## WHAT IS REQUIRED
Every line in the data below from the one containing "Where can you see the dark" down to the one containing "Where can you see the weddell", both included, must be retyped exactly; no other line is to appear.
DATA TO USE Block Start
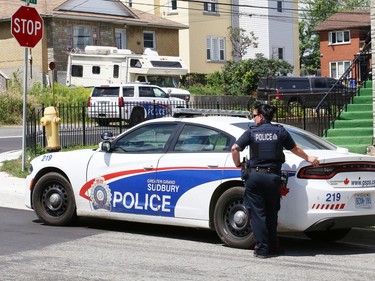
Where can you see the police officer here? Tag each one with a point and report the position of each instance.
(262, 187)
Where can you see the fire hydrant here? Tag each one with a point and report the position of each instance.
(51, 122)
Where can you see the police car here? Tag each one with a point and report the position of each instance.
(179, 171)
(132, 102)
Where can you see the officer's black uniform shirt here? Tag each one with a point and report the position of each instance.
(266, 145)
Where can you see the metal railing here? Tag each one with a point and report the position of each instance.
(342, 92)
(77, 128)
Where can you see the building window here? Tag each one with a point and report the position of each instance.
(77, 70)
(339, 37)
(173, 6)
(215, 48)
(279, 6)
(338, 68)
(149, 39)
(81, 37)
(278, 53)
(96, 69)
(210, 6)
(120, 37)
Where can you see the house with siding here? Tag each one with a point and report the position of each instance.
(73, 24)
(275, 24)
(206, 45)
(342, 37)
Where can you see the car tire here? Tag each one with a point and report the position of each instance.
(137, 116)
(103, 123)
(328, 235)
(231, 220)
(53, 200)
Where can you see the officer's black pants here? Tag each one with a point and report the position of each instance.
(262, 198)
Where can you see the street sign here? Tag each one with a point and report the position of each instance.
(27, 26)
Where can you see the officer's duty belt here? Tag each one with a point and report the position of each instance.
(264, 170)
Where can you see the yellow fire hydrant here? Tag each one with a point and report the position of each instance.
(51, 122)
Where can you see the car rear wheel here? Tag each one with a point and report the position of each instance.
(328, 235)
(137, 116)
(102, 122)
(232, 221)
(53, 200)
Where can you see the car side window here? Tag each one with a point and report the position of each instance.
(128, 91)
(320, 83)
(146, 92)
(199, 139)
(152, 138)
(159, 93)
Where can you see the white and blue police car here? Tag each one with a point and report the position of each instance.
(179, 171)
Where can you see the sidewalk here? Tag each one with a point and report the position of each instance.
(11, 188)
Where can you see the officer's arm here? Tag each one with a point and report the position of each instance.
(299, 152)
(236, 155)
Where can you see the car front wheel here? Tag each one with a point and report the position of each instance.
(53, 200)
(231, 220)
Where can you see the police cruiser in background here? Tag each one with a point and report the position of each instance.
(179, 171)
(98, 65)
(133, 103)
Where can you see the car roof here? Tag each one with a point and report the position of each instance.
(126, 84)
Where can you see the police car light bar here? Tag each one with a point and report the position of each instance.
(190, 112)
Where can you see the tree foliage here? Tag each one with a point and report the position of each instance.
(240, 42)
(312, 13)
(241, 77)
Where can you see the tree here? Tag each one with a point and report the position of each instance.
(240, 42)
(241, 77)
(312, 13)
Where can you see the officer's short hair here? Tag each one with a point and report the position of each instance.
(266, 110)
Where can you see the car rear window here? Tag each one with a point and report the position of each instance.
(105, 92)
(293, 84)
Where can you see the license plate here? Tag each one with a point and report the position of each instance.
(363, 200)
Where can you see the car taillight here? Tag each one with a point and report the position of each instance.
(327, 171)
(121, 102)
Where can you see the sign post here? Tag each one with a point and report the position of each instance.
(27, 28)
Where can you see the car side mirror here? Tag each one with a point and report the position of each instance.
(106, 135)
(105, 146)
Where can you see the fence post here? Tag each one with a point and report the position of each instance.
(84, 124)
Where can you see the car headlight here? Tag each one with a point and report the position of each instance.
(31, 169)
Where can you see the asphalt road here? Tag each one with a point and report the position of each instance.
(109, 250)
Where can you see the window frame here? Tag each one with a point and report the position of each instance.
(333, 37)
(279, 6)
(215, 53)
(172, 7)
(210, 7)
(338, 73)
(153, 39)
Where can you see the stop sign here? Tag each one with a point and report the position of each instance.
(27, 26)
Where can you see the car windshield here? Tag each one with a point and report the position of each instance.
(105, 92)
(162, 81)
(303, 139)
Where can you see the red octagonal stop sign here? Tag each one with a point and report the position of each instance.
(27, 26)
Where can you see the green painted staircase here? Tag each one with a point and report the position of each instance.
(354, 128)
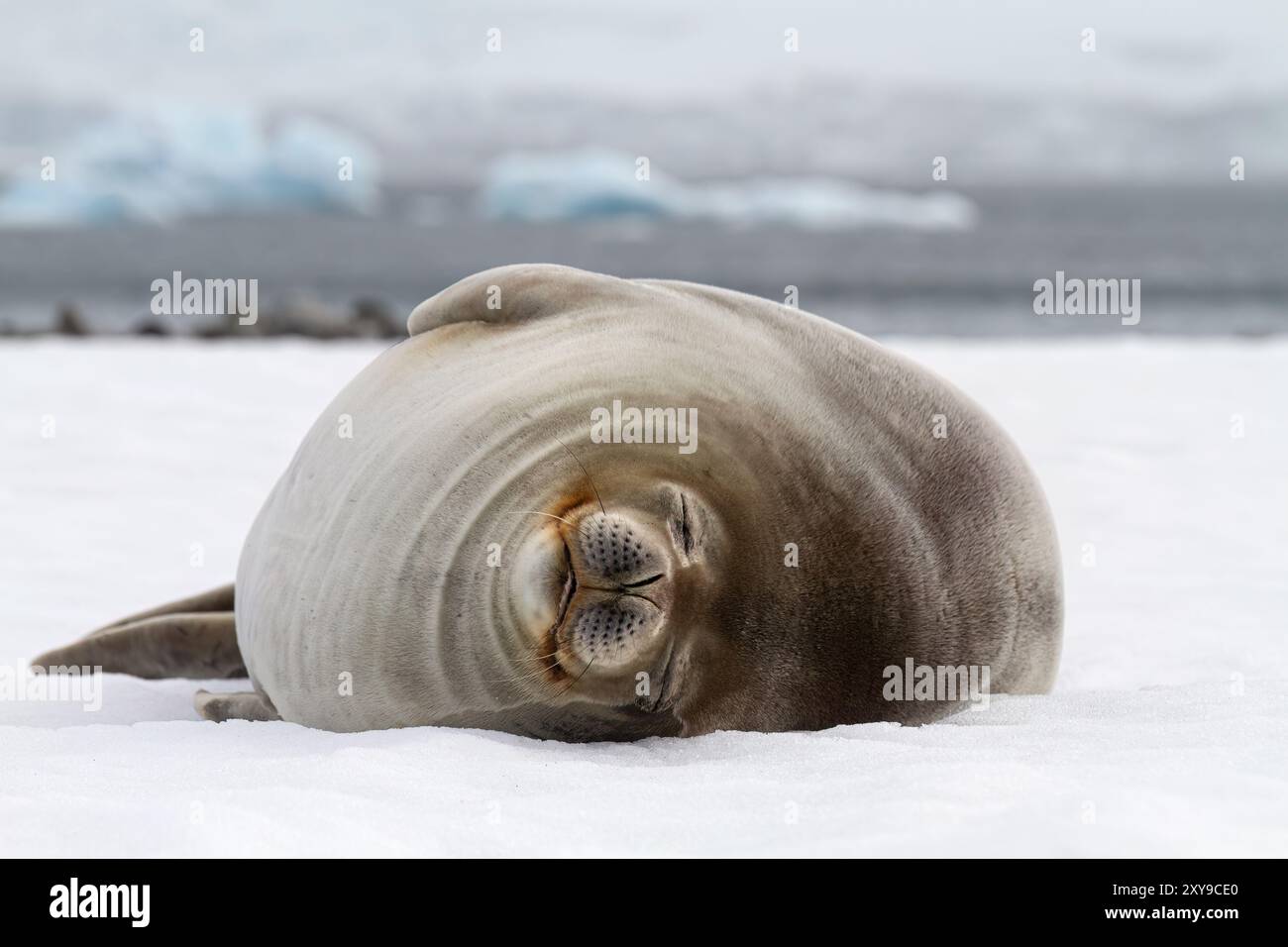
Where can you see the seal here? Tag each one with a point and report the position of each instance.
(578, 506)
DATA TO USE Block End
DATA TO USE Block Start
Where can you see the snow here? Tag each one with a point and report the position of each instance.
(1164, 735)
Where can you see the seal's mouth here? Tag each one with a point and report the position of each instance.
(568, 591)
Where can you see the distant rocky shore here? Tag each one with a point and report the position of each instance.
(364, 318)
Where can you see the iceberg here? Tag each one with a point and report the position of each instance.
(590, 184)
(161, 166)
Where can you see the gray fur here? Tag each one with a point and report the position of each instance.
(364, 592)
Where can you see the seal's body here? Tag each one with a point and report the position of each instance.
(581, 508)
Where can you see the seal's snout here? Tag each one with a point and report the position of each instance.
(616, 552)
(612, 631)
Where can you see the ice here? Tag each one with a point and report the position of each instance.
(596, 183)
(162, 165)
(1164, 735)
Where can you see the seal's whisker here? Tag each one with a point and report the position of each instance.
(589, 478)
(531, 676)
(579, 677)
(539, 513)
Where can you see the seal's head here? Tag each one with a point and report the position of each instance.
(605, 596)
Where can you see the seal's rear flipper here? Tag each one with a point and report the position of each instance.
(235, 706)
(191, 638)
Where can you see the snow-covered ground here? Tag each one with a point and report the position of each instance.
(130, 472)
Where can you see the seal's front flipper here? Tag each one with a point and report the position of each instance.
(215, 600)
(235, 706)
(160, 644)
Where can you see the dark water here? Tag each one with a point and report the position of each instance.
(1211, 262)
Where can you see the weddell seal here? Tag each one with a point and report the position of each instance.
DATA TO USE Block End
DATA TO USE Block Start
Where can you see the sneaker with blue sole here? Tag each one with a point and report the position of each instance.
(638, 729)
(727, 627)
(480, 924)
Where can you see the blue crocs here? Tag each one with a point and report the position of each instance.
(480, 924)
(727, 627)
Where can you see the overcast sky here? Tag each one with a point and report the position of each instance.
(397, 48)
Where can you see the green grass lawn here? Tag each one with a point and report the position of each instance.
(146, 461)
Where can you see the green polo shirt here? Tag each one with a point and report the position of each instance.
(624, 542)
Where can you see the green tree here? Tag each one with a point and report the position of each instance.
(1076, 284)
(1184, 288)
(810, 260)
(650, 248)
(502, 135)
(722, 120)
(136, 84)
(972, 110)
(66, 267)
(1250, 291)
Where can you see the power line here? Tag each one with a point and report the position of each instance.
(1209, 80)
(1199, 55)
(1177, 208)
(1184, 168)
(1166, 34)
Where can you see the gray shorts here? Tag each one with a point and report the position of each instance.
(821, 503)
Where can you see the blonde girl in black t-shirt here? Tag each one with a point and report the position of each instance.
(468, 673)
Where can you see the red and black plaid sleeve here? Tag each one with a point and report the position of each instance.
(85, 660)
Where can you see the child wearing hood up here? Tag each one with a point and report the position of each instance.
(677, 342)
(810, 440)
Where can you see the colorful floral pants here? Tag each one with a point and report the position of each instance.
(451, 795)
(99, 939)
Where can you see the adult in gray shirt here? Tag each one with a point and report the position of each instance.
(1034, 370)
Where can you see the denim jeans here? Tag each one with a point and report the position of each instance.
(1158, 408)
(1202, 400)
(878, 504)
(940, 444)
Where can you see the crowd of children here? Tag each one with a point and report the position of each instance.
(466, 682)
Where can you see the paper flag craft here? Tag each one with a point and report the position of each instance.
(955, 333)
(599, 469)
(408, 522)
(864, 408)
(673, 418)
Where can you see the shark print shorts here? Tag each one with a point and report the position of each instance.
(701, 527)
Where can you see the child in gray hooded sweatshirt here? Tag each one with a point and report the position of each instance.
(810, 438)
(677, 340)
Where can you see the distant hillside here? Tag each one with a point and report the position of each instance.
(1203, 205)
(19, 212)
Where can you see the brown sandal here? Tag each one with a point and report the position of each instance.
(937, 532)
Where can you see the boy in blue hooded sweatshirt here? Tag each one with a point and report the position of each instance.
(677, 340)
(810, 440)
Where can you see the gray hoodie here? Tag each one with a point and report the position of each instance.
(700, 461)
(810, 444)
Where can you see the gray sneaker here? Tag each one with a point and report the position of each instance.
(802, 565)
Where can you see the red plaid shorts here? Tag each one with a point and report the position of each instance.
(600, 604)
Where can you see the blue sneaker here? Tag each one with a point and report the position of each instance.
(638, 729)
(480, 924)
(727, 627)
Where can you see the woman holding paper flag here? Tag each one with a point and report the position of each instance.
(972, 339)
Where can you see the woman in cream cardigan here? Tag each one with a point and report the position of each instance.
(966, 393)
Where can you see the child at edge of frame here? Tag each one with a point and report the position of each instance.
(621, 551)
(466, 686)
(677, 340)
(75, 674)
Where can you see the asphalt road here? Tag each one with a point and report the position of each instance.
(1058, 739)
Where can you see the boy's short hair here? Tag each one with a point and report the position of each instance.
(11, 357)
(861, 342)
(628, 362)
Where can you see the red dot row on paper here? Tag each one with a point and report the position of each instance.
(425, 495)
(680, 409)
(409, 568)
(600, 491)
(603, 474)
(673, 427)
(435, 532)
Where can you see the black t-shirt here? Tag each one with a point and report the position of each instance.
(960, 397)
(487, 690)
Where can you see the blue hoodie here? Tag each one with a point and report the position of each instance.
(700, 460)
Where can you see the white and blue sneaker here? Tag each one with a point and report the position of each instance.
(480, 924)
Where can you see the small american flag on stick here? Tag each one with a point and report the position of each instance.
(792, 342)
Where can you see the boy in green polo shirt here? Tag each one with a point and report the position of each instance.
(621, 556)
DATA TO USE Block End
## RESPONSE TO THE EXERCISE
Where can you see the dark water here? Tag each one with a point and report the position of each instance.
(1211, 262)
Where can you see the weddell seal here? Tag each one with a point and report the position of each instance.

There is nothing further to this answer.